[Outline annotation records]

..............................

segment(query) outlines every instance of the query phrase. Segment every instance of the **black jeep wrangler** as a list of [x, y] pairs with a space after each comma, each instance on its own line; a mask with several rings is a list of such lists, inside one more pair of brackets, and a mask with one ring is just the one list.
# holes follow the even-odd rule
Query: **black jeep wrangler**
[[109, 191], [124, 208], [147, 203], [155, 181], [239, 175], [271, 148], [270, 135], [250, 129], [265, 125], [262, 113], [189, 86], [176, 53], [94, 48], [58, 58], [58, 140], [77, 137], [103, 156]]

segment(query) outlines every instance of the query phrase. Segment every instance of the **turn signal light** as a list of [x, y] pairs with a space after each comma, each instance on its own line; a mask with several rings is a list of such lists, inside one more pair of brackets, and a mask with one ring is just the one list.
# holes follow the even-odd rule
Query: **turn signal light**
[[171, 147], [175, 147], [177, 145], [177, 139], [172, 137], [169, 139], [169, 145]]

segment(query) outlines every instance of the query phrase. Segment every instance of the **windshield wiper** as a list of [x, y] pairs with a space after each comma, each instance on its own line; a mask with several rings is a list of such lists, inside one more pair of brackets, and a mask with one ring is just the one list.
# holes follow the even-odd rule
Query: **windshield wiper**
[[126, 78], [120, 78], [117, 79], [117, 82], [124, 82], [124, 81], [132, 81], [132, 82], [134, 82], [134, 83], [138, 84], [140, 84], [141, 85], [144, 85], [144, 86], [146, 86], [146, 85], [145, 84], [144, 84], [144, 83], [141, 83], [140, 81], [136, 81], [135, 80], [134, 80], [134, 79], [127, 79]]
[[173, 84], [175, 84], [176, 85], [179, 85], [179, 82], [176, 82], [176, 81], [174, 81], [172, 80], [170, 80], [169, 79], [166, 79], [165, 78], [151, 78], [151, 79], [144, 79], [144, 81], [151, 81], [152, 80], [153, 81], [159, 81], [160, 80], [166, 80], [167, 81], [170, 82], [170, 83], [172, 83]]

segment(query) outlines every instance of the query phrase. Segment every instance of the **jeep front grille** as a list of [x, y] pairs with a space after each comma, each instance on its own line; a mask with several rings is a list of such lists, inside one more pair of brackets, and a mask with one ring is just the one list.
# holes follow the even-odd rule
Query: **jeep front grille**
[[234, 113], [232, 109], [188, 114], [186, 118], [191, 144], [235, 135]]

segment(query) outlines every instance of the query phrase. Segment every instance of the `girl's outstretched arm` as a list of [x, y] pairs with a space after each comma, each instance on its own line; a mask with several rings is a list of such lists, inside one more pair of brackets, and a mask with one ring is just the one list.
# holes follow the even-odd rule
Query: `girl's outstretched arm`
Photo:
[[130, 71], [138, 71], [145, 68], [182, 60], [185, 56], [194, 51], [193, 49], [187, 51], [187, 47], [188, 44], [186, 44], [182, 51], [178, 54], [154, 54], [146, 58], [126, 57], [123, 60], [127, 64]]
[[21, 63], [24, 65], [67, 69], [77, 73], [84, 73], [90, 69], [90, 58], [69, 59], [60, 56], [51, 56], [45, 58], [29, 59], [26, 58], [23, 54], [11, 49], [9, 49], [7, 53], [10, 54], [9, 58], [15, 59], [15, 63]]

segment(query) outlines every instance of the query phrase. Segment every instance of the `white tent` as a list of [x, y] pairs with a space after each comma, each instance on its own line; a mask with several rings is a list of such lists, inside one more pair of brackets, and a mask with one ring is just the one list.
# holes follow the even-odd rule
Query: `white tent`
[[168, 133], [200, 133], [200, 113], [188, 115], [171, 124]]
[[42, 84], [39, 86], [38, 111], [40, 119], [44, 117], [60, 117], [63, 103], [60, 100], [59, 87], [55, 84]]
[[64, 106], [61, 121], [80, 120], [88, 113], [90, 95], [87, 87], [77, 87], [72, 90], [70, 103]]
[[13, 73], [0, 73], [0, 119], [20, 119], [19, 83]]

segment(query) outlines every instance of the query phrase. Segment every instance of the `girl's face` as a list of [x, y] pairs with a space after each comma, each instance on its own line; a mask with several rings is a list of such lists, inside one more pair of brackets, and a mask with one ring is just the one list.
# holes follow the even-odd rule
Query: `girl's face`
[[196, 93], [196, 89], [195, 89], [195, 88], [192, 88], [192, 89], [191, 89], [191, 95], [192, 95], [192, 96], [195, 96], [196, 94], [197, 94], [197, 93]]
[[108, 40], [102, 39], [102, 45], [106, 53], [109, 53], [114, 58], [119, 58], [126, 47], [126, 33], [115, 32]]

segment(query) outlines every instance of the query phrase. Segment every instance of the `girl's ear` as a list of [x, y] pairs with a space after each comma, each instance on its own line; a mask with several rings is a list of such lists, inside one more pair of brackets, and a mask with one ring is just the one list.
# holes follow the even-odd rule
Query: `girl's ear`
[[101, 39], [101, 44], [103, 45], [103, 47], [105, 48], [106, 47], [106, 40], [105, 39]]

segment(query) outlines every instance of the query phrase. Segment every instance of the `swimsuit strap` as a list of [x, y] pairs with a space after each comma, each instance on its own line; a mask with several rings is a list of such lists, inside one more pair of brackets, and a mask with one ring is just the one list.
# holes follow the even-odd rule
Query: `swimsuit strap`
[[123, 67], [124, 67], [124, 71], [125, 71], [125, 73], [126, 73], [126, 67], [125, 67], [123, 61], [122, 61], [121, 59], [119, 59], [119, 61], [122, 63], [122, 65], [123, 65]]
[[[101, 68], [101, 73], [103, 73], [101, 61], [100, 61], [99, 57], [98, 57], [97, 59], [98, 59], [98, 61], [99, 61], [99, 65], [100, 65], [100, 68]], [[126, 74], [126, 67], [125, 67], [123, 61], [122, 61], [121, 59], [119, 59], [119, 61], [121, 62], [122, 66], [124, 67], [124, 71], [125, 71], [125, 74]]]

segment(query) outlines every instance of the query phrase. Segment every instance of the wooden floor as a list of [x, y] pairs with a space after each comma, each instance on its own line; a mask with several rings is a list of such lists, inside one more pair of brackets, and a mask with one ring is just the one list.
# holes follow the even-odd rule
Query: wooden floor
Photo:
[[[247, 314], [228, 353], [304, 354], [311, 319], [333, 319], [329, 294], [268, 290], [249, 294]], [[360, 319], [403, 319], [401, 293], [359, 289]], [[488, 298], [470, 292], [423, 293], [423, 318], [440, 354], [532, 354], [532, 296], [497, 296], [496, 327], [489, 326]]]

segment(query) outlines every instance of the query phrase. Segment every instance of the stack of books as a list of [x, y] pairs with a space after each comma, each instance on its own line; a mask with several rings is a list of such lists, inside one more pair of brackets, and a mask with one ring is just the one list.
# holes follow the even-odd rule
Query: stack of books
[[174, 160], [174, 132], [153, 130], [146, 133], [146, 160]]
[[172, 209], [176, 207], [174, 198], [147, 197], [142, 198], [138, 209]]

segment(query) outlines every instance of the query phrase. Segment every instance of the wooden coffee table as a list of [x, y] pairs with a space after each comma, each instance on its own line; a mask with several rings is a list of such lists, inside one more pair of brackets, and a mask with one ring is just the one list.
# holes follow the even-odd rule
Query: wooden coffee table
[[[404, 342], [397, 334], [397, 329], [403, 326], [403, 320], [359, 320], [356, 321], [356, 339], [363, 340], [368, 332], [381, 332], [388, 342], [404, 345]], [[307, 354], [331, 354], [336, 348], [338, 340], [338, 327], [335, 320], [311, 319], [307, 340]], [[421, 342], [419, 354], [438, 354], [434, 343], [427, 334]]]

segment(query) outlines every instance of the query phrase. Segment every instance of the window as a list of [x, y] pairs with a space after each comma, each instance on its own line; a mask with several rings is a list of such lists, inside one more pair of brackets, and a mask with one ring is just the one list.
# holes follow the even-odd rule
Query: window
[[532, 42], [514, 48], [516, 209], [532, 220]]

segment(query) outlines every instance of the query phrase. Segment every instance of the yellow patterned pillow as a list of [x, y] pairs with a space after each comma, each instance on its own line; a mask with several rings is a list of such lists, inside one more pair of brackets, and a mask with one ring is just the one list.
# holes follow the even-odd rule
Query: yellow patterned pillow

..............................

▶ _Given exercise_:
Can you reproduce verbatim the lines of the records above, beginning with the line that contains "of the **windshield" and continuing through the line that contains "83], [172, 83]]", with both of those lines included?

▶ _Solution to this exercise_:
segment(query) outlines every instance of the query phrase. Segment every instance of the **windshield wiper** as a list of [x, y] pairs with a space after each comma, each instance on its own line; a mask with several rings is a list of such lists, inside one more pair of brackets, and a mask with one ring is just the one list.
# holes follow the even-odd rule
Query: **windshield wiper**
[[126, 78], [120, 78], [117, 79], [117, 82], [124, 82], [124, 81], [132, 81], [132, 82], [134, 82], [134, 83], [138, 84], [140, 84], [141, 85], [144, 85], [144, 86], [146, 86], [146, 85], [145, 84], [144, 84], [144, 83], [141, 83], [140, 81], [136, 81], [135, 80], [134, 80], [134, 79], [127, 79]]
[[173, 84], [175, 84], [176, 85], [179, 85], [179, 82], [176, 82], [176, 81], [174, 81], [172, 80], [170, 80], [169, 79], [166, 79], [165, 78], [151, 78], [151, 79], [144, 79], [144, 81], [151, 81], [152, 80], [153, 81], [159, 81], [160, 80], [166, 80], [167, 81], [170, 82], [170, 83], [172, 83]]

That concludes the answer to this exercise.